[Pointing dataset records]
-- BEGIN --

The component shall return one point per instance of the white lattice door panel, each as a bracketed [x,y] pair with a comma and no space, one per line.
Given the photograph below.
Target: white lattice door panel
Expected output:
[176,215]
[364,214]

-- END --

[Required task] Rescale the records above by writing out every line again, requests included. Multiply each coordinate in the answers by 0.75 and round it to a whole number, with halves going up. Leave all other text and numbers as they are.

[Written response]
The component shall return one point per instance of the white lattice door panel, each as a bracketed [x,y] pair with a comma and no space, one per line.
Given the photograph below.
Target: white lattice door panel
Expected output:
[132,161]
[273,161]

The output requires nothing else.